======== Фрагмент страницы

Партиципационная парадигма сознания я-значение, сменилась, как уже отмечалось, парадигмой я-медиатор. Движение, дрейф, путешествие сознания по смысловым структурам и шире, культурным системам, понимается как форма, не грозящая, казалось бы, отчуждением партиципации, где экзистенциально-психический поток индивидуального сознания оказывается органичной формой бесконечно-текучей медиации, где ничто дискретное не принимается в качестве безусловной ценности и экзистенциально не природняется. Текучее я в текучем феноменологическом пространстве культуры не знает тягости и трагедии отчуждения и выброшенности в мир. В самом деле, если убежать из культуры нельзя, то остается сосредоточиться на самом процессе бега. При этом бег по горизонтали интереснее, ибо он, в отличие от вертикальных трансцендирующих цепочек, бесконечен.

Можно сказать, что сознание, с помощью иерархического вертикализма достигло условного потолка и, переориентировавшись, стало стелиться вдоль этого потолка, рисуя всевозможные фигуры на его поверхности. В этом принципиальное отличие современной ситуации от всех предшествующих многочисленных «революционных сломов» в истории культуры, когда на смену одним иерархическим системам приходили другие, воспроизводя все те же исходные архетипальные структуры в иной семантике. Не следует, в то же время забывать, что необходимым условием для осуществления этой горизонтально-текучей я-медиационной парадигмы является та самая предельная измельченность и атомизация культурно-феноменологического материала, которая всегда дает о себе знать в закатные эпохи. Только в этом новообразованном культурном синкрезисе с его «однородной плотностью» возможно легкое медиационное плавание и маневрирование, где ни на что не наталкивающееся сознание может себе позволить ничего не принимать всерьез. Такое состояние по определению не может длиться не только вечно, но даже и относительно долго.

================

> **Вопросы и задания**
**a.** Перепишите из текста о смене парадигмы сознания всё, начиная со слов «Партиципационная парадигма сознания» и вниз до слов «вертикальных трансцендирующих цепочек, бесконечен.» включительно, без каких-либо изменений.
**b.** Ответьте на вопросы по тексту о смене парадигмы сознания:
(i) Какой парадигмой сменилась партиципационная парадигма сознания я-значение?
(ii) Чем, согласно тексту, бег по горизонтали отличается от вертикальных трансцендирующих цепочек?
(iii) В какие эпохи, по словам текста, всегда дает о себе знать предельная измельченность и атомизация культурно-феноменологического материала?
**c.** Допишите следующую часть текста о смене парадигмы сознания, начав сразу после его последнего предложения.

======== Записанные сведения

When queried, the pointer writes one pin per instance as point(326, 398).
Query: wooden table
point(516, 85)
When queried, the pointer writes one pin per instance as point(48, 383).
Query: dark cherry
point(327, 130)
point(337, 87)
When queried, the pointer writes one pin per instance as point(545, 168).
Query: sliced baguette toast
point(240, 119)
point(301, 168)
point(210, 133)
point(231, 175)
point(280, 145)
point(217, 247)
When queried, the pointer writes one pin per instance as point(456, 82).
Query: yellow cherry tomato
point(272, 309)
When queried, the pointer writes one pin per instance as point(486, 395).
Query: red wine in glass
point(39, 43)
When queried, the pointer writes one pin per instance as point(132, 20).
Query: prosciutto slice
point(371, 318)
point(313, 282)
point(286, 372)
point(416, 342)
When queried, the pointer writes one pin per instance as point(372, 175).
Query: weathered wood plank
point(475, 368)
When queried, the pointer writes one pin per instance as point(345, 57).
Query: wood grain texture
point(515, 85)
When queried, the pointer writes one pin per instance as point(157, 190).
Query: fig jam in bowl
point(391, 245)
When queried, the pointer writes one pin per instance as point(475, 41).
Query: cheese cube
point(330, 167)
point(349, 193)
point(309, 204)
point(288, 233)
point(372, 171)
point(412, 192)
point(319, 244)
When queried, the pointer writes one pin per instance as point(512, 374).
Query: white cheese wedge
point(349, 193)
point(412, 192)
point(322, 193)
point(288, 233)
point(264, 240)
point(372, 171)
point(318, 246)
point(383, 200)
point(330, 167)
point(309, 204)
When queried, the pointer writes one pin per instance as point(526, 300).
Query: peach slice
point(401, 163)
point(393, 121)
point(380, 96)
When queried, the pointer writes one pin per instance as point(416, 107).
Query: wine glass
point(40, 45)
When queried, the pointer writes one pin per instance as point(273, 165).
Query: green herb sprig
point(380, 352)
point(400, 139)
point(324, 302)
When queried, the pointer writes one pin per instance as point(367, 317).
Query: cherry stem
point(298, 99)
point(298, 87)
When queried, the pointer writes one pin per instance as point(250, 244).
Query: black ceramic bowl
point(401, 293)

================

> **Результаты выполнения**
**a.**
Партиципационная парадигма сознания я-значение, сменилась, как уже отмечалось, парадигмой я-медиатор. Движение, дрейф, путешествие сознания по смысловым структурам и шире, культурным системам, понимается как форма, не грозящая, казалось бы, отчуждением партиципации, где экзистенциально-психический поток индивидуального сознания оказывается органичной формой бесконечно-текучей медиации, где ничто дискретное не принимается в качестве безусловной ценности и экзистенциально не природняется. Текучее я в текучем феноменологическом пространстве культуры не знает тягости и трагедии отчуждения и выброшенности в мир. В самом деле, если убежать из культуры нельзя, то остается сосредоточиться на самом процессе бега. При этом бег по горизонтали интереснее, ибо он, в отличие от вертикальных трансцендирующих цепочек, бесконечен.

**b.**
(i) Парадигмой я-медиатор.
(ii) Он бесконечен.
(iii) В закатные эпохи.

**c.**
Это значит, что мы стоим на пороге не просто очередной ментальной революции в рамках существующей культурной системы, а у истоков межсистемного перехода, который принципиальным образом изменит самые основы привычных для нас представлений об экзистенциальности и репертуарах идентичности.

 

Литература.

Ильин И.П. Постструктурализм. Деконструктивизм. Постмодернизм. М., 1996.

 Клацки Р.  Память человека: структуры и процессы. М., 1978.

Маршак Б.И., Маршак М.И. Сходные информационные процессы в развитии вещей и эволюции живых организмов // Количественные методы в гуманитарных науках. М., 1981.

Райл Г. Понятие сознания. М., 2000

Торчинов. Е. Пути философии Востока и Запада: познание запредельного. СПб., 2005

 Шер  Я.А. Типологический метод в археологии и статистика //  Доклады и сообщения археологов СССР (VII Международный Конгресс доисториков и протоисториков в Праге) М., 1966,.

Хант. Г. О природе сознания с когнитивной, феноменологической и трансперсональной точек зрения. М., АСТ. 2004.

Якимов В.П. Ранние стадии антропогенеза // Происхождение человека и древнее расселение человечества. М., 1951. С. 84.; Австралопитековые // Ископаемые гоминиды и происхождение человека. М., 1966.

Cassirer E. An Essey on Man. An Introduction to a Philisophy of Human Culture. L., 1945.

Cohen M.N. The meaning of human history. Collins & Onians. 1968. 

Pribram K. The Holographic Hypothesis of Brain Functioning // S. Grof (ed.). Ancient Wisdom, Modern Science, State University of New York Press, 1984.

 



[1] Для архаического и детского сознания, о таком полагании можно говорить лишь с очень большими оговорками. Здесь уместнее говорить о субъект-субъектных, интерактивных отношениях.

[2] Леви-Брюль Л. Сверхъестественное в первобытном мышлении. М., 1994.

[3] Мак-Фарленд Д.Д. Поведение животных. Психобиология, этология и эволюция. М., 1988.

[4] Объем кратковременной памяти человека измерен в структурных единицах и равен 7±2. См. Клацки Р. Память человека: структуры и процессы. М., 1978. С. 15, 92-96.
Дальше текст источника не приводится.